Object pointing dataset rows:
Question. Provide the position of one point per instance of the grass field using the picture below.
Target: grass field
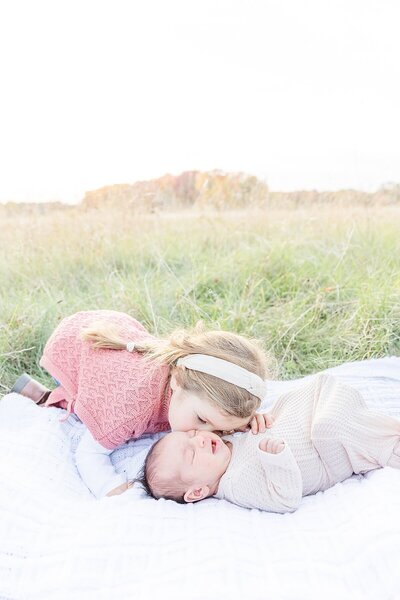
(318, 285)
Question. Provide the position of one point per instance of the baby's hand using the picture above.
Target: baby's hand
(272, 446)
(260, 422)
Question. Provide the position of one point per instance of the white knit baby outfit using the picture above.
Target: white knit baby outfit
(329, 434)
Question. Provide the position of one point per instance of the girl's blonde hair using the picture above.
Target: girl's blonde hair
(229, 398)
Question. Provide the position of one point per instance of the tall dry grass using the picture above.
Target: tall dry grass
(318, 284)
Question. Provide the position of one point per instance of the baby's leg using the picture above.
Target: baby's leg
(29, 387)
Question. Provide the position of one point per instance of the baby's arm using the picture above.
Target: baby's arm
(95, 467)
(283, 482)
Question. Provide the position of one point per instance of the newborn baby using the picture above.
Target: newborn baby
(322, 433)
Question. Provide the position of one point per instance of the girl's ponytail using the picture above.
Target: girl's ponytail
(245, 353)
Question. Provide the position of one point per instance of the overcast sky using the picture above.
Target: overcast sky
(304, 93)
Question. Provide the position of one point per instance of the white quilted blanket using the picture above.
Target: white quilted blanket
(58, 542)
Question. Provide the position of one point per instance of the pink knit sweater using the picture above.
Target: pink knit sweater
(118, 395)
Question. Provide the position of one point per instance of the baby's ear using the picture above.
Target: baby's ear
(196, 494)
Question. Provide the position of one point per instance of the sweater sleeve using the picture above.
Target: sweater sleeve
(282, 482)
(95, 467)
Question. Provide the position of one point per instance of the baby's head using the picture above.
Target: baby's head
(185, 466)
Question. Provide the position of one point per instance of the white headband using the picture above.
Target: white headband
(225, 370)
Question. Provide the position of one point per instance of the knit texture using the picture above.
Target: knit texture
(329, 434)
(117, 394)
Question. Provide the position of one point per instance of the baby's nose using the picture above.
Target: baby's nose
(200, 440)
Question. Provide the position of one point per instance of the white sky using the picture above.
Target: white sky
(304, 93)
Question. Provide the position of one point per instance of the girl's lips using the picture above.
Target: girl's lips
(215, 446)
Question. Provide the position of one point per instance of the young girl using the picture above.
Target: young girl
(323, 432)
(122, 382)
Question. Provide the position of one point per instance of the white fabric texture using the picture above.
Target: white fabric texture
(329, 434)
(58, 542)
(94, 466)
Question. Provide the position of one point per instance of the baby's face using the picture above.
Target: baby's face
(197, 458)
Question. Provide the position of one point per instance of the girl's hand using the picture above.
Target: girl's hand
--
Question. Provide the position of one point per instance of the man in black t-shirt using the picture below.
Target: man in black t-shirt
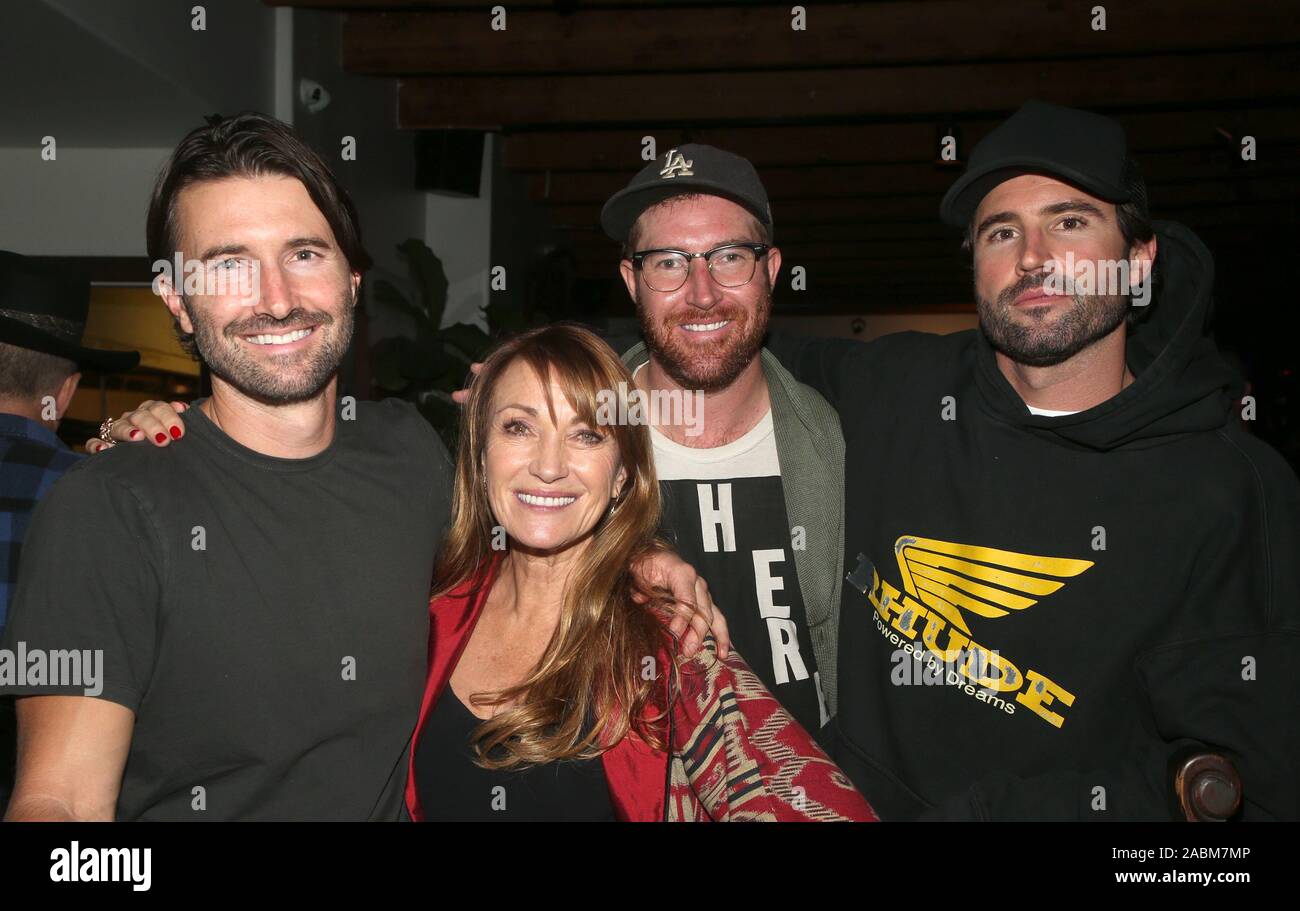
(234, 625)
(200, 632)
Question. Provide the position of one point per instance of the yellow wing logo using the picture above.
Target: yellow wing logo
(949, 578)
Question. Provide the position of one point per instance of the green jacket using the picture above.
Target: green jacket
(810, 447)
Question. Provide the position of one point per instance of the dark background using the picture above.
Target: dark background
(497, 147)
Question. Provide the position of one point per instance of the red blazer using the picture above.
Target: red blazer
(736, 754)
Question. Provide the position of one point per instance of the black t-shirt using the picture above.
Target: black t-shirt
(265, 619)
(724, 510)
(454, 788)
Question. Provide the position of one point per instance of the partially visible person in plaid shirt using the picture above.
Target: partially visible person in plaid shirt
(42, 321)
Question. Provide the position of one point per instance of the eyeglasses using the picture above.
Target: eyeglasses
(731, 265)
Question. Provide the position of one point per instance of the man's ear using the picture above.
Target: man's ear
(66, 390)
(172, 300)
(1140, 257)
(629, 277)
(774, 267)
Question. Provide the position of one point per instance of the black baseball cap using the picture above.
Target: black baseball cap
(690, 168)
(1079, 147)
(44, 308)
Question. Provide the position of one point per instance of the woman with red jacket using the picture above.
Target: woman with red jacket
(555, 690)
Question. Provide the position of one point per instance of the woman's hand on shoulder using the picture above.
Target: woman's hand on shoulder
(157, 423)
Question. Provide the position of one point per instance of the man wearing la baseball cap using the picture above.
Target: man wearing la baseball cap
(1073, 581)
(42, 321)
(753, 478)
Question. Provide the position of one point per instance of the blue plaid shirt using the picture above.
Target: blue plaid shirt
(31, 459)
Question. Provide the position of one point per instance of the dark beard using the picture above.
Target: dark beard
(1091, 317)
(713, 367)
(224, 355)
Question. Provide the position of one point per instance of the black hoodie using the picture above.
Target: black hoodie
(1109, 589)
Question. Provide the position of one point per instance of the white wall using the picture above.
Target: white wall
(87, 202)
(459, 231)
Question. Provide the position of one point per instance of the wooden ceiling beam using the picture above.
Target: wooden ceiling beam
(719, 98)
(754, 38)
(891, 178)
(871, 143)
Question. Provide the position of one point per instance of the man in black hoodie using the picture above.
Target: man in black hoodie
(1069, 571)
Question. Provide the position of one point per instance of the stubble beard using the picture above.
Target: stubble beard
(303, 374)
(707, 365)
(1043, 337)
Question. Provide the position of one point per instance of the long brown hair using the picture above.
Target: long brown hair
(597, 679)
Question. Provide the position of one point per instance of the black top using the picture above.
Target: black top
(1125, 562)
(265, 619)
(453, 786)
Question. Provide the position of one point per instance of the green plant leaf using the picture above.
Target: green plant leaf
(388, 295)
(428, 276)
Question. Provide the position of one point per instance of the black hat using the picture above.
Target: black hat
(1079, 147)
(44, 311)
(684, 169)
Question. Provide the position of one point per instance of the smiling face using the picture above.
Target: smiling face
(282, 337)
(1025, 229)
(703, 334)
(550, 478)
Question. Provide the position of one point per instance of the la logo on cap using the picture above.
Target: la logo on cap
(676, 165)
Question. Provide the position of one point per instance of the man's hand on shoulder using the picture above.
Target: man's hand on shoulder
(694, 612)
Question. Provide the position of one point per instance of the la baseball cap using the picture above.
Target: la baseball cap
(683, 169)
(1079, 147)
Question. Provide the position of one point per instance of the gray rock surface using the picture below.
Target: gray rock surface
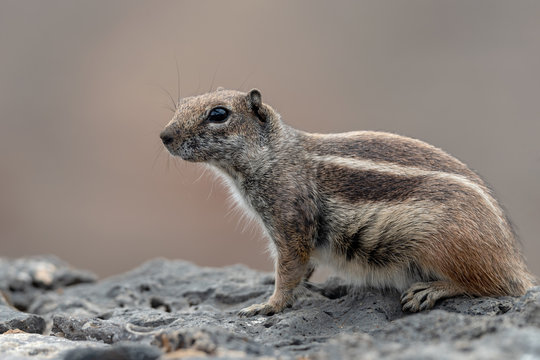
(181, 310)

Instruction -
Pull out every line above that contains the word "yellow", and copy each one in full.

The response -
Question. Provide the position of one point per instance of the yellow wing logo using the picture above.
Target: yellow wing logo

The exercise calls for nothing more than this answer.